ESTRATTO DEL DOCUMENTO —
□ □ □ □

Il paradosso del gatto ammette anche altre implicazioni.

          Una di queste è il caso conosciuto come “l’amico di Wigner”. Se al posto del gatto dentro la scatola si mette una persona il resto dell’esperimento non varia. Solo che quando si toglie il coperchio Wigner incontra un suo amico. Se è vivo gli domanda come si sente e allora la risposta sarà “bene”. L’amico di Wigner non ha alcuna coscienza di essere passato per questo stato duale di vivo-morto, cioè di essersi convertito in una  funzione d’onda che si è collassata solo quando Wigner ha aperto la scatola . Ma se Wigner è colui che nell’osservarla fa collassare la funzione d’onda è colui che impone all’universo di decidere optando per uno dei due stati? E l’amico? Dove finisce la sua libertà di scelta se Wigner da fuori la impone?

          Wigner negli anni ’60  scopri’ che è impossibile dare una definizione soddisfacente dei fenomeni atomici senza fare riferimento alla coscienza, ma non è una idea nuova. Il francese Edmond Bauer e il tedesco Fritz London avevano già scritto nel 1939: ”non è una interazione misteriosa tra l’apparecchio e l’oggetto quella che produce una nuova funzione d’onda del sistema durante la misurazione. E’ soltanto la coscienza di un io che può separarsi dalla funzione di onda anteriore e costituire, in funzione della sua osservazione, una nuova oggettività attribuendo all’oggetto una nuova funzione d’onda.”


 

Un’altra implicazione si evidenzia cambiando un poco l’esperimento del gatto.

          L’osservatore non apre il coperchio, al suo posto una macchina fotografica registra l’evento. Lo sperimentatore prende la foto e la ripone senza guardarla e aspetta un anno. Alla fine di questo tempo estrae la fotografia e osserva quello che è successo al gatto. La tremenda conclusione della macchina quantistica è che durante questo anno il gatto è rimasto sospeso in una funzione d’onda indeterminata.

           Nella catena degli eventi che vanno dalla particella radioattiva fino all’osservatore tutti gli elementi composti da atomi seguono le leggi della quantistica e contengono questa simulazione di stati. La macchina fotografica ha captato una funzione d’onda del gatto vivo-morto. Anche quando l’osservatore guarda la fotografia gli atomi dei suoi occhi fino a quelli del suo cervello obbediscono a quella legge e posseggono una funzione d’onda con entrambe le possibilità. Solo quando la coscienza dell’osservatore guarda la foto la catena degli eventi ripercorre il tempo dal presente fino al passato. In questo istante e non prima, un anno dopo l’esperimento, è il momento in cui la coscienza dell’osservatore collassa la funzione d’onda, sceglie coscientemente tra i due stati e decide secondo l’impressione che si aspetta di ricevere nel futuro cioè se il gatto deve vivere o morire.

□ □ □ □

RIGHE ELENCATE —
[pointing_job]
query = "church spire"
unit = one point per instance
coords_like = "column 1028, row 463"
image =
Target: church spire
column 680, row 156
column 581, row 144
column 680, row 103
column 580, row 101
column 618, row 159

□ □ □ □

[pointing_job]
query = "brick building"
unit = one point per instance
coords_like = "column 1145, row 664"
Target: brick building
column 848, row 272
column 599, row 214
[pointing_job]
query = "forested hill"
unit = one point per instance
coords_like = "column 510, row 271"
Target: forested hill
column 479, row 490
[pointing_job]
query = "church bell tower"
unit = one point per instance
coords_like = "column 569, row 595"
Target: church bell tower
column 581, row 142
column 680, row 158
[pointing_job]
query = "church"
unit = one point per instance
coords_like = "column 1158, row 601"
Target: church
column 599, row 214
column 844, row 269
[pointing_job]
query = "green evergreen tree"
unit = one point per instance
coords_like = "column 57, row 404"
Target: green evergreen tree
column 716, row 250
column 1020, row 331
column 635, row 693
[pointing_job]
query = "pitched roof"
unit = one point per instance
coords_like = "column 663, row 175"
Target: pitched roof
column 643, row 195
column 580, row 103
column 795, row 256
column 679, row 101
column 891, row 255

□ □ □ □

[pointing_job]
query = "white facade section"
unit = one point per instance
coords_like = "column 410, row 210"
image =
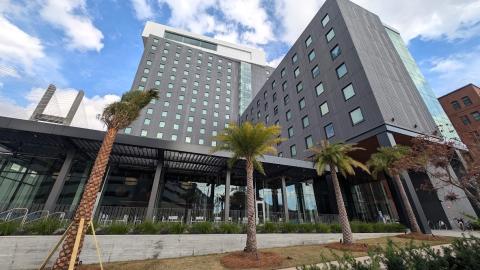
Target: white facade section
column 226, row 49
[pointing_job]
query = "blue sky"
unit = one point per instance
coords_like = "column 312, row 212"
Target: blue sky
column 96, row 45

□ □ □ □

OBIETTIVO DEL COMPITO —
Trascrivi fedelmente una parte del testo sul paradosso del gatto, cominciando dalle parole "Wigner negli anni" e fermandoti dopo "l’esperimento del gatto.". Le righe non hanno alcun ruolo in questo lavoro.

RISULTATO —
Wigner negli anni ’60  scopri’ che è impossibile dare una definizione soddisfacente dei fenomeni atomici senza fare riferimento alla coscienza, ma non è una idea nuova. Il francese Edmond Bauer e il tedesco Fritz London avevano già scritto nel 1939: ”non è una interazione misteriosa tra l’apparecchio e l’oggetto quella che produce una nuova funzione d’onda del sistema durante la misurazione. E’ soltanto la coscienza di un io che può separarsi dalla funzione di onda anteriore e costituire, in funzione della sua osservazione, una nuova oggettività attribuendo all’oggetto una nuova funzione d’onda.”


 

Un’altra implicazione si evidenzia cambiando un poco l’esperimento del gatto.